◆ Written task
Write out every line of the records below word for word, but leave the pictures out.

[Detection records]
╭──
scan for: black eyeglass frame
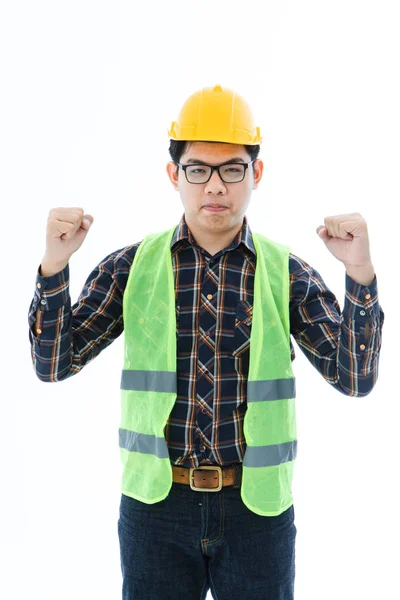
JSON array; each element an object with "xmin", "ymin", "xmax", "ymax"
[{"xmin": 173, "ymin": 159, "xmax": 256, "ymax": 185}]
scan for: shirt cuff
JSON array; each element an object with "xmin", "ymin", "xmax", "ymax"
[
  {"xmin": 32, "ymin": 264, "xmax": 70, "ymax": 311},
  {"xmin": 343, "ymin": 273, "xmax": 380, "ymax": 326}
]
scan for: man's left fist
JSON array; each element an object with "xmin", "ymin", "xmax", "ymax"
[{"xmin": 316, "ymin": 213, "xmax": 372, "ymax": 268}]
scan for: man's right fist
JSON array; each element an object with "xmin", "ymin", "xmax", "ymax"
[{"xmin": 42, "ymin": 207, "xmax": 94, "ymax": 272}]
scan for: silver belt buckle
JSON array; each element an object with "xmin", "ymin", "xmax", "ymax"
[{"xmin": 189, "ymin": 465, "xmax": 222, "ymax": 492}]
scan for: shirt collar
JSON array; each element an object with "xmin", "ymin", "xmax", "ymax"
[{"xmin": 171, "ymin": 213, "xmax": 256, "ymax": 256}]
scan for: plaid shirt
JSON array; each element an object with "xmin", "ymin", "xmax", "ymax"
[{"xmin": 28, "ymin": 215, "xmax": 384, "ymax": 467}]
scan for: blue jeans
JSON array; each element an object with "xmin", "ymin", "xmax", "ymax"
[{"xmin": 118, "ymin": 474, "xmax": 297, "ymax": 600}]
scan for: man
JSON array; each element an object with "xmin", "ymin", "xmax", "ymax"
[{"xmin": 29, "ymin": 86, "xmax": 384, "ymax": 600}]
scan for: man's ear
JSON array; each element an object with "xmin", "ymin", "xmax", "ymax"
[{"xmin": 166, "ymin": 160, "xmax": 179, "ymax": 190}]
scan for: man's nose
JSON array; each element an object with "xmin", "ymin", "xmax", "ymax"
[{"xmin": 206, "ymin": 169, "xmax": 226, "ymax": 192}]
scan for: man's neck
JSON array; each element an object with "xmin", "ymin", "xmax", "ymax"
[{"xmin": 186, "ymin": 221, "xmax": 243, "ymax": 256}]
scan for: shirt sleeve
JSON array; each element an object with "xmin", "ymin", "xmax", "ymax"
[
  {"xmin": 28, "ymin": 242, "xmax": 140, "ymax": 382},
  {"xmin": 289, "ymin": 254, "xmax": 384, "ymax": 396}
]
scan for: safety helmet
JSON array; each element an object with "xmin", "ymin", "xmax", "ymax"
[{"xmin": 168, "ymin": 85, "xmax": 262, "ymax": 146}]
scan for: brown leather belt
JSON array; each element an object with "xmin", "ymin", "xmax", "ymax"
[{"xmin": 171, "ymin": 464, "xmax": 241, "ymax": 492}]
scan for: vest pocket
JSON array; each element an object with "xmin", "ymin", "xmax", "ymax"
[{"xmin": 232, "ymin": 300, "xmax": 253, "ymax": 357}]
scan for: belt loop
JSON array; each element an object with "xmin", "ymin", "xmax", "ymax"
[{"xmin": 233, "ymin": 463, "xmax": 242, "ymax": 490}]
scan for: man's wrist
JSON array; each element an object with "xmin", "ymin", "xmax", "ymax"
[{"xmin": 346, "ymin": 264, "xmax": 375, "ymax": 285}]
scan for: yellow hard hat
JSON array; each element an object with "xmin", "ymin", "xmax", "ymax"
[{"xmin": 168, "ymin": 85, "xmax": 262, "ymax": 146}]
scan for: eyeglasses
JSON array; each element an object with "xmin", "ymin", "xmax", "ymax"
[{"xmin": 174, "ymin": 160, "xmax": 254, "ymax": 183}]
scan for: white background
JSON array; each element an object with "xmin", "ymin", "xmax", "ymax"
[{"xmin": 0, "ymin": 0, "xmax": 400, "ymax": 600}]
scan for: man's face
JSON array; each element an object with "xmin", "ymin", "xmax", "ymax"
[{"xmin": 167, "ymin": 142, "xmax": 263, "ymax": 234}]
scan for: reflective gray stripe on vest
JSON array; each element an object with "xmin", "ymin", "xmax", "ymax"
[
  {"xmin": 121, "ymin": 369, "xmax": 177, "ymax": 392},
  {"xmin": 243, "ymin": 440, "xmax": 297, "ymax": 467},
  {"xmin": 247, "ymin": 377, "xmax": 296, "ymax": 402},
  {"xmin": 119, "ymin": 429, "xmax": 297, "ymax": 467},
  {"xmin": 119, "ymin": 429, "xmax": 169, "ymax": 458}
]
╰──
◆ Solution to this problem
scan for: black eyeglass frame
JSON array; each element an object with "xmin", "ymin", "xmax", "ymax"
[{"xmin": 173, "ymin": 159, "xmax": 256, "ymax": 185}]
scan for: shirt cuff
JSON array; each element an object with "xmin", "ymin", "xmax", "ymax"
[
  {"xmin": 32, "ymin": 264, "xmax": 70, "ymax": 311},
  {"xmin": 343, "ymin": 273, "xmax": 380, "ymax": 326}
]
scan for: man's left fist
JSON array; each element an object with "xmin", "ymin", "xmax", "ymax"
[{"xmin": 316, "ymin": 213, "xmax": 372, "ymax": 268}]
scan for: man's right fist
JSON array; each element an object with "xmin", "ymin", "xmax", "ymax"
[{"xmin": 42, "ymin": 207, "xmax": 94, "ymax": 272}]
scan for: silver belt buckle
JSON array; each element an object with "xmin", "ymin", "xmax", "ymax"
[{"xmin": 189, "ymin": 465, "xmax": 222, "ymax": 492}]
scan for: shirt collar
JSON array; each element an object with "xmin", "ymin", "xmax", "ymax"
[{"xmin": 171, "ymin": 213, "xmax": 256, "ymax": 256}]
scan for: plaid shirt
JSON array; each element an object with "xmin", "ymin", "xmax", "ymax"
[{"xmin": 28, "ymin": 215, "xmax": 384, "ymax": 467}]
scan for: blue jeans
JSON array; each element an object with "xmin", "ymin", "xmax", "ymax"
[{"xmin": 118, "ymin": 474, "xmax": 297, "ymax": 600}]
scan for: man
JSON array; each element an object with "xmin", "ymin", "xmax", "ymax"
[{"xmin": 29, "ymin": 86, "xmax": 384, "ymax": 600}]
scan for: man's ear
JSON array; each element an object with "xmin", "ymin", "xmax", "ymax"
[{"xmin": 166, "ymin": 160, "xmax": 179, "ymax": 190}]
scan for: man's nose
JSON array; each element an object with "xmin", "ymin", "xmax", "ymax"
[{"xmin": 206, "ymin": 169, "xmax": 226, "ymax": 192}]
scan for: man's neck
JSON array; each element an object with "xmin", "ymin", "xmax", "ymax"
[{"xmin": 186, "ymin": 221, "xmax": 243, "ymax": 256}]
scan for: shirt sleeve
JSON array; each element an object with "xmin", "ymin", "xmax", "ymax"
[
  {"xmin": 28, "ymin": 242, "xmax": 140, "ymax": 382},
  {"xmin": 289, "ymin": 254, "xmax": 384, "ymax": 396}
]
scan for: safety helmet
JSON array; each element an object with "xmin", "ymin", "xmax", "ymax"
[{"xmin": 168, "ymin": 85, "xmax": 262, "ymax": 146}]
scan for: brown leather belt
JSON array; each element an object with "xmin", "ymin", "xmax", "ymax"
[{"xmin": 171, "ymin": 464, "xmax": 241, "ymax": 492}]
scan for: vest pocket
JSON array; each element an object with "xmin", "ymin", "xmax", "ymax"
[{"xmin": 232, "ymin": 300, "xmax": 253, "ymax": 357}]
scan for: belt loop
JSON array; each element an object with "xmin", "ymin", "xmax", "ymax"
[{"xmin": 233, "ymin": 463, "xmax": 242, "ymax": 490}]
scan for: man's wrist
JSON array; each element an object with "xmin", "ymin", "xmax", "ymax"
[{"xmin": 346, "ymin": 264, "xmax": 375, "ymax": 285}]
scan for: yellow hard hat
JSON array; each element an object with "xmin", "ymin", "xmax", "ymax"
[{"xmin": 168, "ymin": 85, "xmax": 262, "ymax": 146}]
scan for: eyeglasses
JSON array; each element an object with "xmin", "ymin", "xmax", "ymax"
[{"xmin": 174, "ymin": 160, "xmax": 254, "ymax": 183}]
scan for: white background
JSON array; each element an object with "xmin", "ymin", "xmax", "ymax"
[{"xmin": 0, "ymin": 0, "xmax": 400, "ymax": 600}]
scan for: man's face
JSON array; each element an object with "xmin", "ymin", "xmax", "ymax"
[{"xmin": 167, "ymin": 142, "xmax": 263, "ymax": 234}]
scan for: reflective gray stripe on vest
JSON array; each element an object with "xmin", "ymin", "xmax", "ymax"
[
  {"xmin": 121, "ymin": 369, "xmax": 177, "ymax": 392},
  {"xmin": 243, "ymin": 440, "xmax": 297, "ymax": 467},
  {"xmin": 247, "ymin": 377, "xmax": 296, "ymax": 402},
  {"xmin": 119, "ymin": 429, "xmax": 297, "ymax": 467},
  {"xmin": 119, "ymin": 429, "xmax": 169, "ymax": 458}
]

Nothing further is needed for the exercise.